[PASSAGE SHOWN — start]

To make matters worse, paying for the Ultra tier doesn’t seem to give any priority routing. We’re hitting the exact same 503 walls, making the service practically unusable right now. They really need to implement a standard queuing system instead of just dropping requests.
Yep, and the situation kept getting worse, with no improvement. My credit limit was being used up very quickly, and then I created another Google account to buy Ultra, and then Google restricted my new Ultra account… What on earth is going on???
I’m really tired… I’ve temporarily switched to OpenAI. I subscribed to the basic plus version, and it’s been very reliable, which is normal. It’s not like I subscribed to Ultra, but my limit was reached within an hour, accompanied by constant service unavailability…
It getting worst since yesterday again, I subscribed Ultra plan for months.
I have to finish my project today, my client wouldn’t accept if I told them I am busy now and wait me for a while
I am paying for Google AI Ultra. Absolutely unusable service. They should pay me for the frustration at this point. I am not supposed to worry about this BS. I paid for a functional service.
"code": 503,
"details": \[
{
"@type": "type.googleapis.com/google.rpc.ErrorInfo",
"domain": "cloudcode-pa.googleapis.com",
"metadata": {
"model": "gemini-3-flash-agent"
},
"reason": "MODEL_CAPACITY_EXHAUSTED"
}
\],
"message": "No capacity available for model gemini-3-flash-agent on the server",
"status": "UNAVAILABLE"
I have realized that the issue is only affecting accounts with subscription…or connected to a family with subscrition.

[PASSAGE SHOWN — finish]

◆ ACTIVITY LIST
- 1) Repeat part of the forum thread word for word, beginning at the words "To make matters" and stopping after "just dropping requests.".
- 2) Using the forum thread, mark each statement yes or no and quote the words that decide it. (a) One poster says a basic plus subscription with OpenAI has been very reliable. (b) The error message names the model gemini-3-pro. (c) One poster says paying for the Ultra tier gives priority routing.

[ENTRIES PROVIDED — start]

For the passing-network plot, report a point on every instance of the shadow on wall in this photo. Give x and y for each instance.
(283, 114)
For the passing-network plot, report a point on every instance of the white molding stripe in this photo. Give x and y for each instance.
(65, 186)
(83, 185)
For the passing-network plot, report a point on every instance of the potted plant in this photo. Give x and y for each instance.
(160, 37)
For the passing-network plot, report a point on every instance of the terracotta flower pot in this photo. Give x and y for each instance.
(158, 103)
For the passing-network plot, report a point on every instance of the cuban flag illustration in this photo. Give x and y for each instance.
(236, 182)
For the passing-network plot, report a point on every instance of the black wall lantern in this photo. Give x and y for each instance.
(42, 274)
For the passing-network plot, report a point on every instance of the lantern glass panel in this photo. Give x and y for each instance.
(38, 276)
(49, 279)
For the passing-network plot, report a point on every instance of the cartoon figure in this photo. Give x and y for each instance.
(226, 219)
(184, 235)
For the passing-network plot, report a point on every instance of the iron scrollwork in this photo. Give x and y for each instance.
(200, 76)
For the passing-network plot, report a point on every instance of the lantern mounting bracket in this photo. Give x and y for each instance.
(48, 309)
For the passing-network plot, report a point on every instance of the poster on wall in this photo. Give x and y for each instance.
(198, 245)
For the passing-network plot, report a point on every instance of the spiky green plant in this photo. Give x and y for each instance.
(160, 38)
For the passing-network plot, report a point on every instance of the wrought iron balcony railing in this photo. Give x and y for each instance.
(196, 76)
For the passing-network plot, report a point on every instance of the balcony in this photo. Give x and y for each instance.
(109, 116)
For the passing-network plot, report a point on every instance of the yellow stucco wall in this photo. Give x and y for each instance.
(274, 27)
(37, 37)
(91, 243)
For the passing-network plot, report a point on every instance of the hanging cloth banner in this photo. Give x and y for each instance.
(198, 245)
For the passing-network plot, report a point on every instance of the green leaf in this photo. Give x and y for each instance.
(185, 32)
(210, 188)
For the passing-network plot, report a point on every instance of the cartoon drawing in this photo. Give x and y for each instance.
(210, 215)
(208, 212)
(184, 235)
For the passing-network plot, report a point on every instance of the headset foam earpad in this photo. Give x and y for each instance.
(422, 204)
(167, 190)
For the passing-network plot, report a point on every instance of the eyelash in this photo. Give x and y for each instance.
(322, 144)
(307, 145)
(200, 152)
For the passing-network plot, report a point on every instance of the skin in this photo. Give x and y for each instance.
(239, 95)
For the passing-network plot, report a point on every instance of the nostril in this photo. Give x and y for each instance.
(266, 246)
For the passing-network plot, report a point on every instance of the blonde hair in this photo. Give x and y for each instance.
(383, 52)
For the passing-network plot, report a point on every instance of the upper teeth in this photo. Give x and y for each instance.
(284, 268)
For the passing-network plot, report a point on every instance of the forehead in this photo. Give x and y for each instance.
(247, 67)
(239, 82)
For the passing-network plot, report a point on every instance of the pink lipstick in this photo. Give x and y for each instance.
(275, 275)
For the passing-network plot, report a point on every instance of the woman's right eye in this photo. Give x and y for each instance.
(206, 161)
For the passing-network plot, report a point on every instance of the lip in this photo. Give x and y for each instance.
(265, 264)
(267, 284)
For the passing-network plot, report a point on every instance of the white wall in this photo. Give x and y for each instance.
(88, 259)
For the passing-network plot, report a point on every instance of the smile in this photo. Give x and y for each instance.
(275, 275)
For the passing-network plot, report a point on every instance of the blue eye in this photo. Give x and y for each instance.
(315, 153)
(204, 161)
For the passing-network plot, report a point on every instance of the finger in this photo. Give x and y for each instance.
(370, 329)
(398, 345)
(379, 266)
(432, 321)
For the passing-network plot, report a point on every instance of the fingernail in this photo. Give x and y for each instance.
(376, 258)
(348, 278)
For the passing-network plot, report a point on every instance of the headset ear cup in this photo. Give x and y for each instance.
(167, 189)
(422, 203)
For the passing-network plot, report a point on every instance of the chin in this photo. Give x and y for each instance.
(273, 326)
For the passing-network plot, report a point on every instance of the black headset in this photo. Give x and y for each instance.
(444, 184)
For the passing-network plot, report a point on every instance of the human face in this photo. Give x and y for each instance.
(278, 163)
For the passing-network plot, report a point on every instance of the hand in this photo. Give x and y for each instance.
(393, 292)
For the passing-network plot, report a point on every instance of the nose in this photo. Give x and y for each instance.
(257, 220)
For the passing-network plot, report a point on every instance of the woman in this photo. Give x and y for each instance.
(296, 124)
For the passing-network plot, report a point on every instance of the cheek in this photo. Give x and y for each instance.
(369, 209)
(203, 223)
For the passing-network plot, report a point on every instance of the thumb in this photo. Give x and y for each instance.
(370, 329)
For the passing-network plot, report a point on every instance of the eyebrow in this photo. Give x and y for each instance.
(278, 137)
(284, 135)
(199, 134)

[ENTRIES PROVIDED — finish]

◆ RESPONSES BY ITEM NUMBER
- 1)
To make matters worse, paying for the Ultra tier doesn’t seem to give any priority routing. We’re hitting the exact same 503 walls, making the service practically unusable right now. They really need to implement a standard queuing system instead of just dropping requests.

- 2)
(a) Yes: "I subscribed to the basic plus version, and it’s been very reliable"
(b) No: "No capacity available for model gemini-3-flash-agent on the server"
(c) No: "paying for the Ultra tier doesn’t seem to give any priority routing"